WHAT TO DO: Extend the mailing-list thread on Arrow's database support by writing what follows its final quoted sentence.

PAGE EXCERPT:
_ _ _ _ _
Re: [DISC] Improving Arrow's database support

David Li Sat, 27 Aug 2022 12:30:33 -0700

I would be very happy to see GLib/Ruby bindings! I'm curious if you have a 
particular use case in mind.


There's a little bit more API cleanup to do [1]. If you have comments on that 
or anything else, I'd appreciate them. Otherwise, pull requests would also be 
appreciated.

[1]: https://github.com/apache/arrow-adbc/issues/79

On Fri, Aug 26, 2022, at 21:53, Sutou Kouhei wrote:
> Hi,
>
> Thanks for sharing the current status!
> I understand.
>
> BTW, can I add GLib/Ruby bindings to apache/arrow-adbc
> before we release the first version? (I want to use ADBC
> from Ruby.) Or should I wait for the first release? If I can
> work on it now, I'll open pull requests for it.
>
> Thanks,
> -- 
> kou
>
> In <[email protected]>
>   "Re: [DISC] Improving Arrow's database support" on Fri, 26 Aug 2022 
> 11:03:26 -0400,
>   "David Li" <[email protected]> wrote:
>
>> Thank you Kou!
>> 
>> At least initially, I don't think I'll be able to complete the Dataset 
>> integration in time. So 10.0.0 probably won't ship with a hard dependency.
_ _ _ _ _
Stored dataset items:
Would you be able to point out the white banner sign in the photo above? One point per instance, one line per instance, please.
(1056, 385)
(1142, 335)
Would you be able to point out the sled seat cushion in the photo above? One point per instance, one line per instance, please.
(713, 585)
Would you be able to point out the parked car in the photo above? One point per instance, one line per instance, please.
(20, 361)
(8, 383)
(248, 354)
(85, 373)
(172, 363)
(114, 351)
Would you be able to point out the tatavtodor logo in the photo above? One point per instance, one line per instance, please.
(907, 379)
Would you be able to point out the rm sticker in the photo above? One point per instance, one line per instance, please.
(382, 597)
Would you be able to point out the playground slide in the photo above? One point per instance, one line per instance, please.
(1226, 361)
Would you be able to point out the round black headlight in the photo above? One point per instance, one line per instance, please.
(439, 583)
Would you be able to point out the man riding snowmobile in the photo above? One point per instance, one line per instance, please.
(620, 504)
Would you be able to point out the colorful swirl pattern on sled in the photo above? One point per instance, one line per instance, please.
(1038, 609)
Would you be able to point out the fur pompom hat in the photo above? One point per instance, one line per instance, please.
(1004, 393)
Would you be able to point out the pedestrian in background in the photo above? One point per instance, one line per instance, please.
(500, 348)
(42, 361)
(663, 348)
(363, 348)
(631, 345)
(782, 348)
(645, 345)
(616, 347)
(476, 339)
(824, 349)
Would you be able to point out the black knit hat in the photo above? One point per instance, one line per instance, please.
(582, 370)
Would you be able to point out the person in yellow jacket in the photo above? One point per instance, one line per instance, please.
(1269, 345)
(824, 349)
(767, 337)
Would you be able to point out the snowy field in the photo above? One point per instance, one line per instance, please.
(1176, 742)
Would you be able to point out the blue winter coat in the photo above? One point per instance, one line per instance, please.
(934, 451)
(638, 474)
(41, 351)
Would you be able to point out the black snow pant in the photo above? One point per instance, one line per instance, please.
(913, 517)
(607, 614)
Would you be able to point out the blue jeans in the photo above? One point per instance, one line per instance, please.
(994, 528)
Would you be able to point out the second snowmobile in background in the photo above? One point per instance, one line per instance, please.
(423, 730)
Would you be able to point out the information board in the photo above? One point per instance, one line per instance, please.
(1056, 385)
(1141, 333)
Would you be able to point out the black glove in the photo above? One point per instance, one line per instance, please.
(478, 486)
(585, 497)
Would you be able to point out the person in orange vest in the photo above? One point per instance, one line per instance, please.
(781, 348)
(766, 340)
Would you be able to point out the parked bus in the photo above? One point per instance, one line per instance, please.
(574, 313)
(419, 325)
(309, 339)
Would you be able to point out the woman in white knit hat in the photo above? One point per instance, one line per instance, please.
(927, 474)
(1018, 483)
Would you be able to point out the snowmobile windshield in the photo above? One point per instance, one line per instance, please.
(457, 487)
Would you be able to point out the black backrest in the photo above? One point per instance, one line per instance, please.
_ _ _ _ _
RESPONSE FOR THIS EXERCISE:
>> That said I am hoping to have PyArrow take an optional dependency (so Flight 
>> SQL can finally be available from Python).
>> 
>> On Fri, Aug 26, 2022, at 01:01, Sutou Kouhei wrote:
>>> Hi,
>>>
>>> As a maintainer of Linux packages, I want apache/arrow-adbc
>>> to be released before apache/arrow is released so that
>>> apache/arrow's .deb/.rpm can depend on apache/arrow-adbc's
>>> .deb/.rpm.
>>>
>>> (If Apache Arrow Dataset uses apache/arrow-adbc,
>>> apache/arrow's .deb/.rpm needs to depend on
>>> apache/arrow-adbc's .deb/.rpm.)
>>>
>>> We can add .deb/.rpm related files
>>> (dev/tasks/linux-packages/ in apache/arrow) to
>>> apache/arrow-adbc to build .deb/.rpm for apache/arrow-adbc.
>>>
>>> FYI: I did it for datafusion-contrib/datafusion-c:
>>>
>>> * https://github.com/datafusion-contrib/datafusion-c/tree/main/package
>>> * 
>>> https://github.com/datafusion-contrib/datafusion-c/blob/main/.github/workflows/package.yaml
>>>
>>> I can work on it in apache/arrow-adbc.
>>>
>>>
>>> Thanks,
>>> -- 
>>> kou
>>>
>>> In <[email protected]>
>>>   "Re: [DISC] Improving Arrow's database support" on Thu, 25 Aug 2022 
>>> 11:51:08 -0400,
>>>   "David Li" <[email protected]> wrote:
>>>
>>>> Fair enough, thank you. I'll try to expand a bit. (Sorry for the wall of 
>>>> text that follows…)
>>>> 
>>>> These are the components:
>>>> 
>>>> - Core adbc.h header
>>>> - Driver manager for C/C++
>>>> - Flight SQL-based driver
>>>> - Postgres-based driver (WIP)
>>>> - SQLite-based driver (more of a testbed for me than an actual component - 
>>>> I don't think we'd actually distribute this)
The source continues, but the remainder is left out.